**DATA SECTION:**
—————

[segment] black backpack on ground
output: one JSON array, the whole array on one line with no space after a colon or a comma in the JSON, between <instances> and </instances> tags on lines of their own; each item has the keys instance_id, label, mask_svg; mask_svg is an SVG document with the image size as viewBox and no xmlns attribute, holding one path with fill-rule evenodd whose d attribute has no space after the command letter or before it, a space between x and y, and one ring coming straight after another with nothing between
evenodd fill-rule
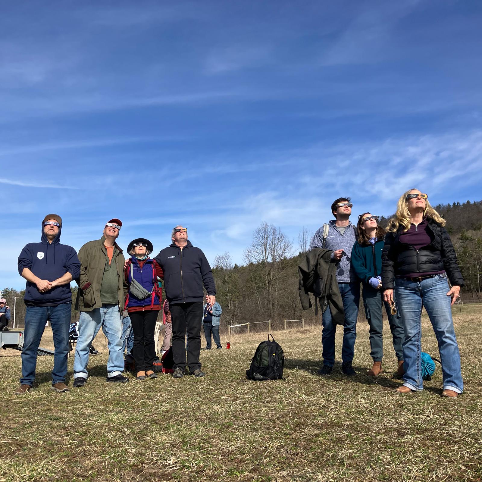
<instances>
[{"instance_id":1,"label":"black backpack on ground","mask_svg":"<svg viewBox=\"0 0 482 482\"><path fill-rule=\"evenodd\" d=\"M272 341L269 341L270 336ZM284 366L283 348L270 333L268 341L258 345L249 369L246 371L246 376L250 380L277 380L283 377Z\"/></svg>"}]
</instances>

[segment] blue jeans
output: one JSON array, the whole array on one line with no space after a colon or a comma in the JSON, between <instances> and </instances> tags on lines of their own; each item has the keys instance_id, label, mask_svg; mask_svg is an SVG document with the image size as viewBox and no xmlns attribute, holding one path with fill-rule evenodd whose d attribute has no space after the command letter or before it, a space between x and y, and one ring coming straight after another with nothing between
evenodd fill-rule
<instances>
[{"instance_id":1,"label":"blue jeans","mask_svg":"<svg viewBox=\"0 0 482 482\"><path fill-rule=\"evenodd\" d=\"M72 303L62 303L55 307L27 307L24 349L22 352L22 378L20 383L30 385L35 379L37 350L45 329L50 322L54 335L54 369L52 384L65 381L68 356L68 328L70 324Z\"/></svg>"},{"instance_id":2,"label":"blue jeans","mask_svg":"<svg viewBox=\"0 0 482 482\"><path fill-rule=\"evenodd\" d=\"M134 332L131 325L130 316L126 316L122 319L122 352L123 353L127 348L127 353L131 353L132 351L133 347L134 346Z\"/></svg>"},{"instance_id":3,"label":"blue jeans","mask_svg":"<svg viewBox=\"0 0 482 482\"><path fill-rule=\"evenodd\" d=\"M454 330L447 275L435 275L420 282L397 278L395 294L405 330L403 384L423 390L422 379L422 307L430 318L439 343L443 388L461 393L464 389L460 355Z\"/></svg>"},{"instance_id":4,"label":"blue jeans","mask_svg":"<svg viewBox=\"0 0 482 482\"><path fill-rule=\"evenodd\" d=\"M370 285L364 284L363 301L365 315L370 325L370 346L372 348L370 356L374 362L381 362L383 358L383 315L382 307L385 305L388 319L388 325L393 341L393 349L397 359L403 359L402 345L405 338L403 324L400 313L392 315L390 305L383 301L379 290L374 289Z\"/></svg>"},{"instance_id":5,"label":"blue jeans","mask_svg":"<svg viewBox=\"0 0 482 482\"><path fill-rule=\"evenodd\" d=\"M355 340L357 338L357 318L360 301L360 283L338 283L345 310L343 327L343 344L341 359L343 363L351 363L355 354ZM332 319L329 307L323 313L323 362L328 366L335 364L335 335L336 325Z\"/></svg>"},{"instance_id":6,"label":"blue jeans","mask_svg":"<svg viewBox=\"0 0 482 482\"><path fill-rule=\"evenodd\" d=\"M212 322L204 323L202 325L204 329L204 337L206 338L206 349L210 350L211 345L211 334L213 339L217 348L222 348L221 340L219 339L219 325L213 325Z\"/></svg>"},{"instance_id":7,"label":"blue jeans","mask_svg":"<svg viewBox=\"0 0 482 482\"><path fill-rule=\"evenodd\" d=\"M103 305L92 311L82 311L79 320L79 338L74 361L74 377L87 377L89 348L100 327L107 337L109 359L107 376L120 375L124 370L122 351L122 322L117 305Z\"/></svg>"}]
</instances>

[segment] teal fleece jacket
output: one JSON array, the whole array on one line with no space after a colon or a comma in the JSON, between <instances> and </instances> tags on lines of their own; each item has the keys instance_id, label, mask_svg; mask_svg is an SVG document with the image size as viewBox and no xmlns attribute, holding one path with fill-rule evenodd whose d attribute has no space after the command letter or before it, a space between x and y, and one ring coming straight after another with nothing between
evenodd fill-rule
<instances>
[{"instance_id":1,"label":"teal fleece jacket","mask_svg":"<svg viewBox=\"0 0 482 482\"><path fill-rule=\"evenodd\" d=\"M375 244L362 246L358 241L351 250L351 266L364 283L376 278L382 272L382 251L385 241L377 240Z\"/></svg>"}]
</instances>

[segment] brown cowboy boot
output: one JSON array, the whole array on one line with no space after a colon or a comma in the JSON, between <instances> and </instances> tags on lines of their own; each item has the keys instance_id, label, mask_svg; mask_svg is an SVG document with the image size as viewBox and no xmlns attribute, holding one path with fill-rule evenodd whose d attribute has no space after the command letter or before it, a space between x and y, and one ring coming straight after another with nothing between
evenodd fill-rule
<instances>
[{"instance_id":1,"label":"brown cowboy boot","mask_svg":"<svg viewBox=\"0 0 482 482\"><path fill-rule=\"evenodd\" d=\"M367 373L367 375L369 376L376 376L377 375L383 373L383 370L382 369L382 362L374 362L373 366L372 367L372 369L369 370L369 371Z\"/></svg>"}]
</instances>

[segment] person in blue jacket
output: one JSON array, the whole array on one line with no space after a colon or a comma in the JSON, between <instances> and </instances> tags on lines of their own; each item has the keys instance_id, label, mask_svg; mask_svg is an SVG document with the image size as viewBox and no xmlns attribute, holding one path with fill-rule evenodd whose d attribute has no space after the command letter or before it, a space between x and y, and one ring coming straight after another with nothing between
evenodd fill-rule
<instances>
[{"instance_id":1,"label":"person in blue jacket","mask_svg":"<svg viewBox=\"0 0 482 482\"><path fill-rule=\"evenodd\" d=\"M4 298L0 299L0 331L8 330L7 325L12 318L10 307L7 306L7 300Z\"/></svg>"},{"instance_id":2,"label":"person in blue jacket","mask_svg":"<svg viewBox=\"0 0 482 482\"><path fill-rule=\"evenodd\" d=\"M195 376L204 376L199 355L201 349L201 322L203 286L205 299L213 306L216 302L216 286L213 272L204 254L187 240L187 228L175 226L171 235L172 243L154 258L164 272L166 297L173 321L173 377L184 376L186 362L185 341L189 338L187 365Z\"/></svg>"},{"instance_id":3,"label":"person in blue jacket","mask_svg":"<svg viewBox=\"0 0 482 482\"><path fill-rule=\"evenodd\" d=\"M37 353L47 321L54 335L52 389L68 391L65 383L68 356L68 331L72 311L70 281L79 277L80 264L71 246L60 244L62 218L47 214L42 221L40 242L27 244L18 256L18 272L27 280L27 305L22 378L15 395L32 389Z\"/></svg>"},{"instance_id":4,"label":"person in blue jacket","mask_svg":"<svg viewBox=\"0 0 482 482\"><path fill-rule=\"evenodd\" d=\"M206 349L210 350L211 346L211 334L213 339L218 349L223 348L219 339L219 318L223 310L221 305L216 301L213 306L208 303L204 305L202 310L202 326L206 338Z\"/></svg>"},{"instance_id":5,"label":"person in blue jacket","mask_svg":"<svg viewBox=\"0 0 482 482\"><path fill-rule=\"evenodd\" d=\"M157 378L154 371L156 357L154 331L162 305L162 295L157 279L163 278L162 270L149 257L152 243L145 238L133 240L127 246L131 259L124 270L129 292L125 308L134 334L133 354L137 380Z\"/></svg>"},{"instance_id":6,"label":"person in blue jacket","mask_svg":"<svg viewBox=\"0 0 482 482\"><path fill-rule=\"evenodd\" d=\"M383 358L383 320L384 304L393 340L393 348L398 360L397 375L403 375L404 338L403 326L400 314L391 314L389 304L382 300L381 288L382 251L385 244L385 230L378 226L378 216L370 213L361 214L358 218L358 239L351 251L351 266L363 284L363 301L365 314L370 325L370 345L373 366L367 375L376 376L381 373Z\"/></svg>"}]
</instances>

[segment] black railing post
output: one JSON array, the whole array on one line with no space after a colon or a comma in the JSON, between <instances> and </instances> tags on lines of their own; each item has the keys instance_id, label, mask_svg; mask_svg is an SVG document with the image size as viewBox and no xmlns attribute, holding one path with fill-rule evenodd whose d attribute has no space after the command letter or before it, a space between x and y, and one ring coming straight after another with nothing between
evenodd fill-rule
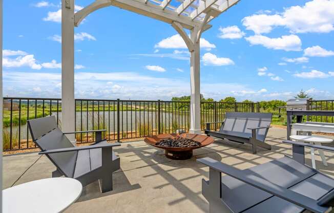
<instances>
[{"instance_id":1,"label":"black railing post","mask_svg":"<svg viewBox=\"0 0 334 213\"><path fill-rule=\"evenodd\" d=\"M215 110L215 118L214 118L214 122L215 122L215 131L217 130L217 101L215 101L215 103L214 105L214 110Z\"/></svg>"},{"instance_id":2,"label":"black railing post","mask_svg":"<svg viewBox=\"0 0 334 213\"><path fill-rule=\"evenodd\" d=\"M119 126L119 98L117 98L117 142L119 143L120 142Z\"/></svg>"},{"instance_id":3,"label":"black railing post","mask_svg":"<svg viewBox=\"0 0 334 213\"><path fill-rule=\"evenodd\" d=\"M158 134L160 135L161 134L161 121L160 120L160 100L158 100Z\"/></svg>"}]
</instances>

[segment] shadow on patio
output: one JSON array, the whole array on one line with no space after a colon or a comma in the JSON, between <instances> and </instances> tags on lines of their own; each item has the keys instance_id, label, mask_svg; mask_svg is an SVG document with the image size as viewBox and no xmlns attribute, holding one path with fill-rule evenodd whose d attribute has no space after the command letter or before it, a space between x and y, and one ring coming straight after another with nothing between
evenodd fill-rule
<instances>
[{"instance_id":1,"label":"shadow on patio","mask_svg":"<svg viewBox=\"0 0 334 213\"><path fill-rule=\"evenodd\" d=\"M272 128L267 137L272 150L261 150L256 155L252 154L250 145L219 140L195 150L192 159L185 161L169 159L163 151L142 141L122 143L115 149L120 157L121 170L114 174L114 190L101 194L98 183L93 183L84 189L79 199L66 211L207 212L207 202L201 194L201 180L208 179L208 168L197 163L196 159L209 157L240 169L249 168L283 155L291 156L291 146L281 143L285 135L285 130ZM306 149L306 162L310 165L309 150ZM328 166L322 165L317 155L317 168L333 176L333 154L325 152L325 155ZM12 178L18 179L17 184L50 177L54 167L45 157L39 157L32 154L5 157L5 187L12 184ZM9 172L16 166L22 167L19 169L20 174Z\"/></svg>"}]
</instances>

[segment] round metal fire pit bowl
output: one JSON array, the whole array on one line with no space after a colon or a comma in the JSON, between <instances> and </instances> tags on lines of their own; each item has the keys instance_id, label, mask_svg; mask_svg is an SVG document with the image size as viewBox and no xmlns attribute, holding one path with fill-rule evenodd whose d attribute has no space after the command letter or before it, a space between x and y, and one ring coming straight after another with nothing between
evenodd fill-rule
<instances>
[{"instance_id":1,"label":"round metal fire pit bowl","mask_svg":"<svg viewBox=\"0 0 334 213\"><path fill-rule=\"evenodd\" d=\"M176 136L176 134L164 134L148 137L144 141L148 144L165 151L165 155L168 158L173 160L186 160L193 156L193 150L206 146L214 142L213 138L206 135L198 135L191 133L183 133L180 136L194 140L201 143L200 146L195 147L166 147L156 145L161 140L170 138Z\"/></svg>"}]
</instances>

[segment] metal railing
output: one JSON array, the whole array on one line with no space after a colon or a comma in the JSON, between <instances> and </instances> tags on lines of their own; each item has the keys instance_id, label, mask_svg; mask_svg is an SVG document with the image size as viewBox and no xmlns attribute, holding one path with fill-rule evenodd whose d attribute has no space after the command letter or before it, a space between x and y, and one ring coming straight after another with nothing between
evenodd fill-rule
<instances>
[{"instance_id":1,"label":"metal railing","mask_svg":"<svg viewBox=\"0 0 334 213\"><path fill-rule=\"evenodd\" d=\"M61 100L56 98L4 98L4 150L35 148L27 125L29 119L54 115L61 123ZM187 132L189 101L75 99L75 130L106 129L105 138L121 141L159 134ZM259 112L258 103L201 102L204 123L224 120L226 112ZM219 125L213 124L212 129ZM92 133L78 134L77 143L92 142Z\"/></svg>"},{"instance_id":2,"label":"metal railing","mask_svg":"<svg viewBox=\"0 0 334 213\"><path fill-rule=\"evenodd\" d=\"M309 100L308 109L310 110L321 111L334 111L334 100ZM334 116L314 115L307 116L307 120L313 122L334 123Z\"/></svg>"}]
</instances>

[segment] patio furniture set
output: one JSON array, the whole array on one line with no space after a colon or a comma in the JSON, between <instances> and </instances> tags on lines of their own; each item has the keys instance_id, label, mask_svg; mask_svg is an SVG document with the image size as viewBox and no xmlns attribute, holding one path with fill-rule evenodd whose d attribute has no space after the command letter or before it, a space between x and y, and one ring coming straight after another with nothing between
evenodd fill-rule
<instances>
[{"instance_id":1,"label":"patio furniture set","mask_svg":"<svg viewBox=\"0 0 334 213\"><path fill-rule=\"evenodd\" d=\"M202 142L202 145L198 147L213 142L209 136L250 144L253 153L256 154L258 147L271 149L265 139L272 116L270 113L226 113L218 132L210 131L211 123L208 123L205 131L207 136L184 134L183 137ZM120 144L102 140L101 133L105 130L93 131L96 133L95 143L76 147L65 135L81 132L62 133L54 116L30 120L28 126L34 142L41 150L39 154L45 154L57 168L52 177L74 178L84 186L98 180L101 193L112 190L112 173L120 168L119 158L112 148ZM85 131L90 132L93 131ZM145 142L161 148L155 143L167 136L171 135L148 137ZM210 212L330 212L334 200L334 179L305 164L304 147L331 152L334 148L319 143L331 142L330 140L315 141L319 138L299 136L291 138L309 143L283 141L292 144L292 158L285 156L247 169L239 170L209 158L198 159L210 167L209 180L202 181L202 193L209 202ZM192 154L191 148L165 148L168 150L166 155L171 151ZM222 176L221 173L227 175Z\"/></svg>"}]
</instances>

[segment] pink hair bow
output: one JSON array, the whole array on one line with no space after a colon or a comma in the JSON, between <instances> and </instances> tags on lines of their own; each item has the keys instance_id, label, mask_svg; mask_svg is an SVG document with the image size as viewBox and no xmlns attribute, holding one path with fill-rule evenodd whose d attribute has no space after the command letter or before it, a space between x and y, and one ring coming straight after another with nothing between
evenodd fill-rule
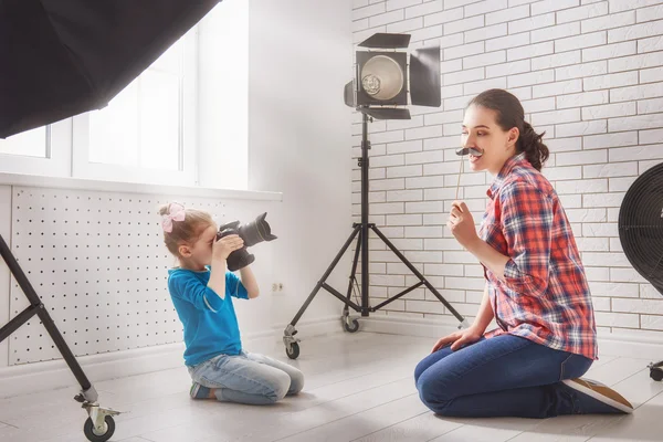
<instances>
[{"instance_id":1,"label":"pink hair bow","mask_svg":"<svg viewBox=\"0 0 663 442\"><path fill-rule=\"evenodd\" d=\"M172 223L175 221L183 221L186 218L185 207L182 204L178 204L177 202L170 203L168 208L168 212L161 217L161 227L164 228L164 232L170 233L172 232Z\"/></svg>"}]
</instances>

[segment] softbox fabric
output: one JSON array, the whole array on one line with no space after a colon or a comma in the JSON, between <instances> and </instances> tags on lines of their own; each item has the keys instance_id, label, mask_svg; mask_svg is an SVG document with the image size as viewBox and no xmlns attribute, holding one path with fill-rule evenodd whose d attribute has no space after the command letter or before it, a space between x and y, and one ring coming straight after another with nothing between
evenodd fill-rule
<instances>
[{"instance_id":1,"label":"softbox fabric","mask_svg":"<svg viewBox=\"0 0 663 442\"><path fill-rule=\"evenodd\" d=\"M0 0L0 138L99 109L219 0Z\"/></svg>"}]
</instances>

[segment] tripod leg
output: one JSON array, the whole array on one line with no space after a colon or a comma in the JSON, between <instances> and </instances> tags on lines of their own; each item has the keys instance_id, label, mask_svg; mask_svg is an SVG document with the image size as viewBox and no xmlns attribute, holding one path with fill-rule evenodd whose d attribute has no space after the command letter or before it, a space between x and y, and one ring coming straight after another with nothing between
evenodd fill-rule
<instances>
[{"instance_id":1,"label":"tripod leg","mask_svg":"<svg viewBox=\"0 0 663 442\"><path fill-rule=\"evenodd\" d=\"M457 313L456 309L453 308L446 299L444 299L444 297L442 297L438 290L433 287L433 285L421 274L421 272L419 272L417 267L413 266L412 263L410 263L410 261L408 261L408 259L396 248L396 245L393 245L391 241L389 241L387 236L385 236L385 234L380 232L380 229L378 229L375 225L371 225L371 229L385 242L385 244L387 244L387 246L391 249L391 251L402 261L402 263L406 264L410 272L412 272L419 278L419 281L421 281L427 286L427 288L430 290L431 293L435 295L438 299L440 299L442 304L444 304L446 309L449 309L449 312L451 312L451 314L455 316L456 319L459 319L459 322L461 322L461 326L467 327L467 320L463 316L461 316L461 314Z\"/></svg>"},{"instance_id":2,"label":"tripod leg","mask_svg":"<svg viewBox=\"0 0 663 442\"><path fill-rule=\"evenodd\" d=\"M98 394L96 389L92 386L92 383L90 383L90 380L83 372L83 369L81 368L81 365L78 365L76 357L66 345L66 341L62 337L62 334L57 329L53 318L51 315L49 315L44 304L41 302L39 295L34 291L34 287L32 287L28 276L25 276L25 273L23 273L23 270L17 262L14 255L11 253L9 245L7 245L2 235L0 235L0 255L2 255L2 259L7 263L11 274L17 280L19 286L30 302L30 307L12 319L7 326L2 327L2 330L0 330L2 339L8 337L12 332L15 332L23 323L28 322L31 316L36 314L44 325L44 328L53 339L57 350L60 350L64 361L81 385L81 393L74 399L82 403L82 407L90 415L84 425L86 435L90 433L97 438L105 438L99 440L108 440L115 431L115 421L113 420L113 417L119 414L119 412L102 408L97 403Z\"/></svg>"},{"instance_id":3,"label":"tripod leg","mask_svg":"<svg viewBox=\"0 0 663 442\"><path fill-rule=\"evenodd\" d=\"M76 377L76 380L81 385L81 388L83 389L83 391L90 390L90 388L92 387L92 385L90 383L90 380L83 372L83 369L81 368L81 366L76 361L76 358L74 357L71 349L64 341L64 338L60 334L60 330L57 330L57 327L53 323L53 319L51 318L51 316L44 308L44 305L42 304L41 299L39 298L39 295L32 287L32 284L30 284L28 276L25 276L25 273L23 273L23 270L17 262L15 257L11 253L11 250L9 249L9 246L4 242L4 239L1 235L0 235L0 254L2 255L2 259L4 260L4 262L7 263L7 266L9 267L11 274L14 276L14 278L19 283L19 286L25 294L25 297L28 297L28 301L30 301L30 304L32 305L32 307L38 308L36 314L39 315L40 319L44 324L44 327L49 332L49 335L51 335L51 338L53 338L53 341L57 346L57 349L62 354L62 357L64 358L66 365L70 367L70 369ZM95 402L96 401L96 391L93 394L93 399L94 399L93 402Z\"/></svg>"},{"instance_id":4,"label":"tripod leg","mask_svg":"<svg viewBox=\"0 0 663 442\"><path fill-rule=\"evenodd\" d=\"M350 272L350 281L348 282L348 294L347 294L347 301L348 304L345 305L345 307L343 308L343 316L340 318L340 322L343 324L343 328L346 332L349 333L355 333L357 330L359 330L359 323L357 322L357 319L351 319L350 320L350 315L349 315L349 302L350 302L350 297L352 295L352 284L356 283L357 281L357 264L359 263L359 253L361 251L361 231L359 232L359 236L357 238L357 249L355 250L355 259L352 260L352 271Z\"/></svg>"},{"instance_id":5,"label":"tripod leg","mask_svg":"<svg viewBox=\"0 0 663 442\"><path fill-rule=\"evenodd\" d=\"M352 260L352 271L350 272L350 281L348 282L348 295L347 299L350 301L350 296L352 295L352 283L356 281L357 275L357 264L359 263L359 252L361 251L361 231L359 231L359 235L357 238L357 249L355 250L355 259ZM344 315L348 313L348 305L343 308Z\"/></svg>"},{"instance_id":6,"label":"tripod leg","mask_svg":"<svg viewBox=\"0 0 663 442\"><path fill-rule=\"evenodd\" d=\"M311 294L308 295L308 297L306 298L306 301L304 302L304 304L302 305L302 307L299 308L299 311L297 312L297 314L295 315L293 320L291 320L291 323L287 325L287 327L285 327L285 330L283 332L283 343L285 344L285 351L291 359L296 359L297 356L299 355L299 346L297 344L297 339L294 337L297 334L297 330L295 329L295 325L302 318L302 315L304 315L304 312L306 312L306 308L308 308L308 305L313 302L313 298L315 297L315 295L317 295L319 290L326 285L327 277L329 277L329 275L334 271L334 267L336 267L336 264L338 264L338 262L340 261L343 255L346 253L346 251L348 250L348 248L350 246L350 244L352 243L355 238L359 234L360 230L361 230L360 225L355 225L352 233L350 233L350 236L347 239L347 241L345 242L343 248L340 248L340 250L334 257L334 261L332 261L332 263L329 264L329 266L323 274L323 277L320 278L320 281L318 281L318 283L315 285L315 287L313 288L313 291L311 292ZM340 295L340 296L341 296L340 299L344 301L343 295ZM349 299L348 299L348 302L349 302Z\"/></svg>"}]
</instances>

—————

**PROBLEM DESCRIPTION:**
Pull out each line of the records that contains the word "black" and copy it in full.

**SOLUTION TO THIS PROBLEM:**
[segment] black backpack on ground
[{"instance_id":1,"label":"black backpack on ground","mask_svg":"<svg viewBox=\"0 0 482 482\"><path fill-rule=\"evenodd\" d=\"M272 341L269 341L270 336ZM284 366L283 348L270 333L268 341L258 345L249 369L246 371L246 376L250 380L277 380L283 377Z\"/></svg>"}]
[segment] black railing post
[{"instance_id":1,"label":"black railing post","mask_svg":"<svg viewBox=\"0 0 334 213\"><path fill-rule=\"evenodd\" d=\"M215 110L215 118L214 118L214 122L215 122L215 131L217 130L217 101L215 101L215 103L214 105L214 110Z\"/></svg>"},{"instance_id":2,"label":"black railing post","mask_svg":"<svg viewBox=\"0 0 334 213\"><path fill-rule=\"evenodd\" d=\"M119 126L119 98L117 98L117 142L119 143L120 142Z\"/></svg>"},{"instance_id":3,"label":"black railing post","mask_svg":"<svg viewBox=\"0 0 334 213\"><path fill-rule=\"evenodd\" d=\"M158 134L160 135L161 134L161 121L160 120L160 100L158 100Z\"/></svg>"}]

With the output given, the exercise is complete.